### Exercise goal
From the records below, copy out exactly the lines from the one containing "Quality assurance step: we expect the man's bare" to the one containing "Quality assurance step: we expect the short", both included. Add nothing else.

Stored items
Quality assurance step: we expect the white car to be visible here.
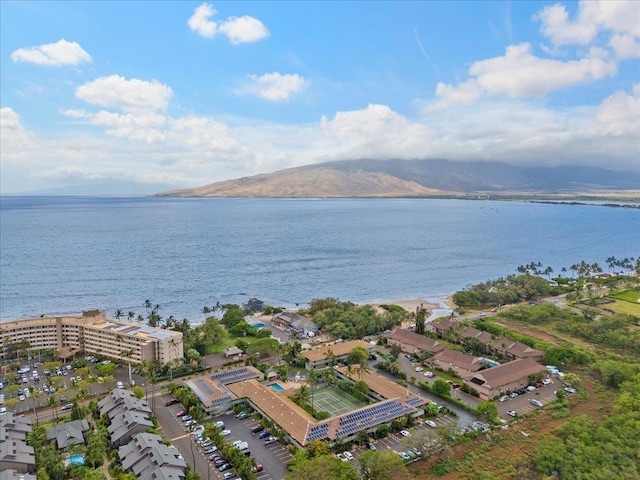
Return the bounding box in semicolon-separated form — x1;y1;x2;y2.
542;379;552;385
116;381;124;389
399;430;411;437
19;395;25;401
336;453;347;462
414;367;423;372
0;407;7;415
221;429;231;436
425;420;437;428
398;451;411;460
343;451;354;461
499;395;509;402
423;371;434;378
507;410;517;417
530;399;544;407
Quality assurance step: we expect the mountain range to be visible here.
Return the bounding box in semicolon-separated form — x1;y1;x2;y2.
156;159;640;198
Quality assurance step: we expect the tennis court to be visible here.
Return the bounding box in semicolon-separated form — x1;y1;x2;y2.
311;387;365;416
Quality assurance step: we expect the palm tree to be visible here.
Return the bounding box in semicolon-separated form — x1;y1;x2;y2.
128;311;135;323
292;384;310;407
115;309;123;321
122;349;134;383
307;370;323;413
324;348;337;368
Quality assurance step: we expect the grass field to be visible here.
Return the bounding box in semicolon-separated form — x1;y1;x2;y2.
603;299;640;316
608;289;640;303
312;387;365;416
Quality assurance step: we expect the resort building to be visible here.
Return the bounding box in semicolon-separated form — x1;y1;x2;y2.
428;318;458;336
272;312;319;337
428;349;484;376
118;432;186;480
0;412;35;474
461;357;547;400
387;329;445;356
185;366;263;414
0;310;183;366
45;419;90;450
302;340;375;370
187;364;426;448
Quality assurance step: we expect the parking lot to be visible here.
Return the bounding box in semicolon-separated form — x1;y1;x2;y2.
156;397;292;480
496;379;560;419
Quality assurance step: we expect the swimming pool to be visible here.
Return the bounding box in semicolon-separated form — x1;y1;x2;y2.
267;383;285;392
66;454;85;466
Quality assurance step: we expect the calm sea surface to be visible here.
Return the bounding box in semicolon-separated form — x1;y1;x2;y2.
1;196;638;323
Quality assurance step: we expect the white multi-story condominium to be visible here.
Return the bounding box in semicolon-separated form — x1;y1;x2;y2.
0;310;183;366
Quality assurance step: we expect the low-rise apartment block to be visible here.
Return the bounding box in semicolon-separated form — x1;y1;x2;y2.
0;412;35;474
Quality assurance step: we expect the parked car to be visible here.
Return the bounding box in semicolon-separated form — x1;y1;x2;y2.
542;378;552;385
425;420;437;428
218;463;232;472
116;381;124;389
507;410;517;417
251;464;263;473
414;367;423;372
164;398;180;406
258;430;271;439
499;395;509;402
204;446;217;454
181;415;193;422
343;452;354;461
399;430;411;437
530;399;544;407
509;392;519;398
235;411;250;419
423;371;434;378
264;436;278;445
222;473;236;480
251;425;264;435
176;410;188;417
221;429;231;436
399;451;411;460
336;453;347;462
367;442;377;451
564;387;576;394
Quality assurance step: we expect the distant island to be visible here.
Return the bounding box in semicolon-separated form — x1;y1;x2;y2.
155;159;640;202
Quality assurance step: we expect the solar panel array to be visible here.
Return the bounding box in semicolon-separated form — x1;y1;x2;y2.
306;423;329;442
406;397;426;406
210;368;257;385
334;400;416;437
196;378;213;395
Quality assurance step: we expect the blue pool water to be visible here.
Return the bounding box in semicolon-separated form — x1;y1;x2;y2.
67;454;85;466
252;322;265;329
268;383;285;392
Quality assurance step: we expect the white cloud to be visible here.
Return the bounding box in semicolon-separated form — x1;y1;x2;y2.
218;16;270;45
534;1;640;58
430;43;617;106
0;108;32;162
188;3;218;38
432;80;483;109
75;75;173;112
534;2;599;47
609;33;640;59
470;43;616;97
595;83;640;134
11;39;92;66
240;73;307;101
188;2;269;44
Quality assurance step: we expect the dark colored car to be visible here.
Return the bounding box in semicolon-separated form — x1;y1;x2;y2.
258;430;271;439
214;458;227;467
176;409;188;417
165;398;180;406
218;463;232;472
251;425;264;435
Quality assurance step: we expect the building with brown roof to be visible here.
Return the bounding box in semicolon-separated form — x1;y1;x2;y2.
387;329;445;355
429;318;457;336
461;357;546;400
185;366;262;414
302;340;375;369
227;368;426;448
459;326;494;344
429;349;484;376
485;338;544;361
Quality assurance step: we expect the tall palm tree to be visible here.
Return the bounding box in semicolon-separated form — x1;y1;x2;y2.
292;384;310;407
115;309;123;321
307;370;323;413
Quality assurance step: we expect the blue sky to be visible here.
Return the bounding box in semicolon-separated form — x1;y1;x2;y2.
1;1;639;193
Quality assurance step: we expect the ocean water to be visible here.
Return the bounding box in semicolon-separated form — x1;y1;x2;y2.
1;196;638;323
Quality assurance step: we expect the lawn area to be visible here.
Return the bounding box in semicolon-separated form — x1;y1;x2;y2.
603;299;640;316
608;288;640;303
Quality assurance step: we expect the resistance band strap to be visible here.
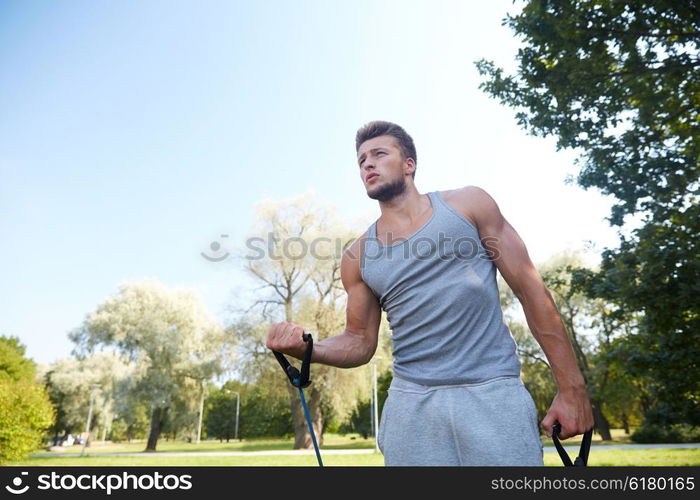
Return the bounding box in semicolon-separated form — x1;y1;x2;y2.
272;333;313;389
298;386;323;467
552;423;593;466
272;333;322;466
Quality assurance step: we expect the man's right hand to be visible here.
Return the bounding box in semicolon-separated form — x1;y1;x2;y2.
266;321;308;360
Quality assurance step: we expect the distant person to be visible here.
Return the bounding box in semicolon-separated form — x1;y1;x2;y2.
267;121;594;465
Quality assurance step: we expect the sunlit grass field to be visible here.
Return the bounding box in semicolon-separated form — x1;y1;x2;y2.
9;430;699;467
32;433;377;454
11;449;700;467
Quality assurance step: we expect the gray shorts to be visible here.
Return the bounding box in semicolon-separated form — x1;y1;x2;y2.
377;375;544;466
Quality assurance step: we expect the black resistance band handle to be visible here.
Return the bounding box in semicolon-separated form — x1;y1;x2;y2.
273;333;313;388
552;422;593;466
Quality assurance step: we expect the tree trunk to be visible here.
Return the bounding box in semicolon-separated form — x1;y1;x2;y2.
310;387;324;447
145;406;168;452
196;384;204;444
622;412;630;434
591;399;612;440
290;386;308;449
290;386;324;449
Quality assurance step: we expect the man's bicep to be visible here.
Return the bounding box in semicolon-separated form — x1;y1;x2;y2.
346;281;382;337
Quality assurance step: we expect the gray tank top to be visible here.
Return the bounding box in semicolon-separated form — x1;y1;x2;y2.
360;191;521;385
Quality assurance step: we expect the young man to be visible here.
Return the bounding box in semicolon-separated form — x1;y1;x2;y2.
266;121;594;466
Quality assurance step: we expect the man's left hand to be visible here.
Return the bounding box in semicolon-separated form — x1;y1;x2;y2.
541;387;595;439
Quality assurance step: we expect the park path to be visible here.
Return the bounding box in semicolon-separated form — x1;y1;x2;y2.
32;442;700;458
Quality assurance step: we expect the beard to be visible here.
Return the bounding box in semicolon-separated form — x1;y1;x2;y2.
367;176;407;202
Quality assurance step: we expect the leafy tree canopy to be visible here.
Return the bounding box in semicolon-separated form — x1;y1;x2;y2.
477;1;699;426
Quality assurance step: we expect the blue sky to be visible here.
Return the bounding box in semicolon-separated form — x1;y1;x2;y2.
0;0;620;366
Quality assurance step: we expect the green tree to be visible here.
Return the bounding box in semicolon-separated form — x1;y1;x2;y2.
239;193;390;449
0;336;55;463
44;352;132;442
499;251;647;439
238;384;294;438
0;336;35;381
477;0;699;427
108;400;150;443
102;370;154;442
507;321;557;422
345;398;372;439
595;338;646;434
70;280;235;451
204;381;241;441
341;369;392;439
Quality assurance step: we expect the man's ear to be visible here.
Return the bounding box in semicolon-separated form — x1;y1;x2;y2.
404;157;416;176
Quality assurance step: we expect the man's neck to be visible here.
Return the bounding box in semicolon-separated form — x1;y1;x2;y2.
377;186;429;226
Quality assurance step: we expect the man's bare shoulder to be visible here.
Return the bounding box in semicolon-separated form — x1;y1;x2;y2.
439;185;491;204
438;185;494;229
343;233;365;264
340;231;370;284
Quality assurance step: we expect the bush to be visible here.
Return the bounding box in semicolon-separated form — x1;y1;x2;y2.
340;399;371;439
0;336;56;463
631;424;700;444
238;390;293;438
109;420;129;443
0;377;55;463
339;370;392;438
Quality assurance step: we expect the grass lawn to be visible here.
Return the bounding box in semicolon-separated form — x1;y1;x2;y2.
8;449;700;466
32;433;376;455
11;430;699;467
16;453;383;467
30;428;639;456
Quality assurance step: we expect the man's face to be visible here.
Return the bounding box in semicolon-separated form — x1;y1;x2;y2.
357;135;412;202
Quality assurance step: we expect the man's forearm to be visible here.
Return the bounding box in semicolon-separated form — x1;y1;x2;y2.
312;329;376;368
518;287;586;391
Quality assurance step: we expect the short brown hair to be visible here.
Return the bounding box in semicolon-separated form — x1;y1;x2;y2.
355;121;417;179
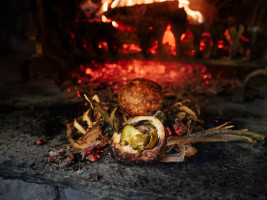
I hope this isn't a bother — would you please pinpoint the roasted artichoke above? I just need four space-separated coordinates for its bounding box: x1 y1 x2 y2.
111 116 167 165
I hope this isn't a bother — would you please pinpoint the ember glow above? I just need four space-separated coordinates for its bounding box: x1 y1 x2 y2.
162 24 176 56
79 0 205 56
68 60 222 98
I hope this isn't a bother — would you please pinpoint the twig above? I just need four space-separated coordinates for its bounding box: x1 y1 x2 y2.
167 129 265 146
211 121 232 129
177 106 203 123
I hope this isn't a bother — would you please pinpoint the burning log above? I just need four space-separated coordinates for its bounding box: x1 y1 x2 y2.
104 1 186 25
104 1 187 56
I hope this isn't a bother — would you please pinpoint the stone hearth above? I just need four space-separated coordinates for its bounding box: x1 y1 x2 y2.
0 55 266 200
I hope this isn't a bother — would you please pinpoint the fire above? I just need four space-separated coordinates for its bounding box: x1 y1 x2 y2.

### Task output
Quality assurance step: we expect the man's bare shoulder to be visible here.
Return the bounding box in semicolon-separated form — x1;y1;x2;y2.
439;185;491;204
438;185;494;229
343;233;365;264
340;231;370;284
Quality assurance step: we expect the bush to be visible here.
Return the bounding box in semicolon-separated form — x1;y1;x2;y2.
340;399;371;439
0;336;56;463
631;424;700;444
238;390;293;438
109;420;129;443
0;377;55;463
339;370;392;438
Quality assurance step: we expect the grass lawn to be visible here.
Return the bounding box in semicolon-separated form — x1;y1;x2;y2.
8;449;700;466
32;433;376;455
11;430;699;467
16;453;383;467
30;428;639;456
Quality assurance step: we expect the man's face to be visible here.
Return the bounding box in semicolon-separated form — x1;y1;x2;y2.
357;135;412;202
Quality assurance step: we expect the man's forearm to be visible here.
Return the bounding box in semicolon-separated form — x1;y1;x2;y2.
312;329;376;368
518;287;586;391
Quality assurance step: we expect the short brown hair to be visible here.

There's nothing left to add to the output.